[Dataset items]
·····
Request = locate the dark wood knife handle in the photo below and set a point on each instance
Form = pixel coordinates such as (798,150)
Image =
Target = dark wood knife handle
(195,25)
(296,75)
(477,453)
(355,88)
·····
_What you have to do_. Can you write out all the items above again, requests included, scaling every coordinate in the answers by 2.2 and rounding each result to a whole number, with halves rounded up?

_Written response_.
Request = locate the dark wood knife handle in the photo below and set a point on each instance
Form = pixel coordinates such as (798,150)
Image =
Target = dark wood knife handle
(429,55)
(651,165)
(1049,997)
(781,194)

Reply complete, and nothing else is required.